» **Reading text**:
BEGIN
Mitochondrial fragmentation in Aspergillus hyphae: a new technique to visualise Granulocyte killing activity

Submitted by MeganB on 2 August 2018

 The human defence against mould infections relies on the numerous and diverse activities of the innate immune system. Unfortunately, studying this in vitro proves very difficult due to the complex, filamentous nature of moulds. A recently developed technique uses FLuorescent Aspergillus REporter (FLARE) conidia to quantify the killing activity of innate immune cells against A. fumigatus conidia, by measuring the fading of cytosolic fluorescence proteins once they have been destroyed by the phagolysosome. In a more recent paper, Ruf et al. expand on this technique by combining the fading of fluorescence proteins with the changes in cellular architecture that occur as a result of granulocyte-induced cell death. In reference to the previous technique, they have entitled this approach Mitochondria and FLuorescence Aspergillus REporter (MitoFLARE).
END
» **Given information**:
BEGIN
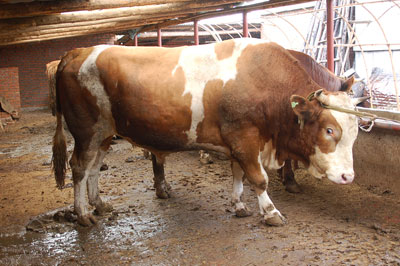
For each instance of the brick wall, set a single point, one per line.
(9, 88)
(31, 60)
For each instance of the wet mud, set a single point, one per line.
(327, 224)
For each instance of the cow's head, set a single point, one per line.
(327, 135)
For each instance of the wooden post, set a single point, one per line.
(245, 25)
(159, 39)
(196, 32)
(329, 34)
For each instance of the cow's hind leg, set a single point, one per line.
(160, 184)
(93, 184)
(287, 177)
(241, 209)
(81, 163)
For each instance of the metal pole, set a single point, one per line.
(196, 32)
(329, 33)
(245, 25)
(159, 39)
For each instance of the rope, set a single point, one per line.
(372, 117)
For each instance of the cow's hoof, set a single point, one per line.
(243, 212)
(87, 220)
(103, 209)
(275, 220)
(163, 191)
(293, 188)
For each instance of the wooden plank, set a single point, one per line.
(39, 8)
(259, 6)
(76, 17)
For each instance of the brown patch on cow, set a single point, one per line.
(224, 50)
(208, 131)
(146, 95)
(320, 74)
(270, 67)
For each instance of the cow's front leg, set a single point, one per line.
(241, 209)
(259, 179)
(160, 184)
(287, 176)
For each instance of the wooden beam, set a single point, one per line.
(259, 6)
(39, 8)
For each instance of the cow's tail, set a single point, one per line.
(60, 155)
(51, 69)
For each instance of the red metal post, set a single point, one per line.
(196, 32)
(245, 25)
(329, 33)
(159, 39)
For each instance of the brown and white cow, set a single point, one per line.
(241, 97)
(327, 80)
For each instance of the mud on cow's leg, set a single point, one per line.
(93, 184)
(287, 176)
(160, 184)
(259, 179)
(81, 163)
(246, 152)
(241, 209)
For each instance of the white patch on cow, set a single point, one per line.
(80, 188)
(338, 164)
(212, 147)
(268, 157)
(237, 173)
(89, 78)
(200, 65)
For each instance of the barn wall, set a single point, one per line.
(377, 160)
(31, 60)
(9, 88)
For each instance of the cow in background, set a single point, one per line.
(245, 98)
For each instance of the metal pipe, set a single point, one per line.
(329, 33)
(196, 32)
(245, 25)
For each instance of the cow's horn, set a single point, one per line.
(318, 92)
(322, 98)
(358, 100)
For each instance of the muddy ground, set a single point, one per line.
(328, 224)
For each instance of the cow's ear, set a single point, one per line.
(302, 107)
(346, 86)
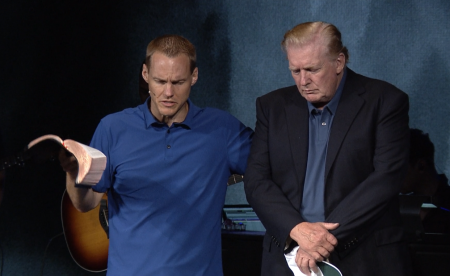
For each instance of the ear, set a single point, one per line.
(194, 76)
(340, 63)
(145, 72)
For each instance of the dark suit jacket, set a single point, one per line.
(365, 165)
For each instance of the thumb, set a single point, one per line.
(330, 226)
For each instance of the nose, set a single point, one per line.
(304, 78)
(168, 90)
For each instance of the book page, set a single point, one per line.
(325, 268)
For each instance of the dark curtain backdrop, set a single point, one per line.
(66, 64)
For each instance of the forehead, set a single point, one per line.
(160, 62)
(306, 55)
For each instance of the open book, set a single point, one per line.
(91, 162)
(325, 268)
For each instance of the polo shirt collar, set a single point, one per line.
(188, 121)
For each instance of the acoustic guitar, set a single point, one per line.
(86, 234)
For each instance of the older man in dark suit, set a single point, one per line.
(327, 162)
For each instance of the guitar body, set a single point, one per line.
(86, 239)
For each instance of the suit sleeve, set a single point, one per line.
(273, 207)
(371, 200)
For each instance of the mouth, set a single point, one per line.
(168, 103)
(308, 91)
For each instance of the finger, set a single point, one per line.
(330, 226)
(304, 266)
(313, 266)
(331, 239)
(321, 254)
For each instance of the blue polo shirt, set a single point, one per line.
(312, 208)
(166, 188)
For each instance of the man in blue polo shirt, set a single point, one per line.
(168, 164)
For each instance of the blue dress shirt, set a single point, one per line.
(312, 207)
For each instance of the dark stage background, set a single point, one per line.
(66, 64)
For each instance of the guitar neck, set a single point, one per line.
(10, 161)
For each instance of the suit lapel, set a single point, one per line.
(348, 108)
(297, 125)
END
» **Task set**:
[1] From the Aspergillus post, pull out everything from "The human defence" down to "Aspergillus REporter (MitoFLARE)." word for word.
[2] Answer these questions using the Aspergillus post:
(a) On what date was the post submitted?
(b) What does the acronym FLARE stand for?
(c) What name did Ruf et al. give their approach?

» **Expected results**:
[1]
The human defence against mould infections relies on the numerous and diverse activities of the innate immune system. Unfortunately, studying this in vitro proves very difficult due to the complex, filamentous nature of moulds. A recently developed technique uses FLuorescent Aspergillus REporter (FLARE) conidia to quantify the killing activity of innate immune cells against A. fumigatus conidia, by measuring the fading of cytosolic fluorescence proteins once they have been destroyed by the phagolysosome. In a more recent paper, Ruf et al. expand on this technique by combining the fading of fluorescence proteins with the changes in cellular architecture that occur as a result of granulocyte-induced cell death. In reference to the previous technique, they have entitled this approach Mitochondria and FLuorescence Aspergillus REporter (MitoFLARE).

[2]
(a) 2 August 2018
(b) FLuorescent Aspergillus REporter
(c) Mitochondria and FLuorescence Aspergillus REporter (MitoFLARE)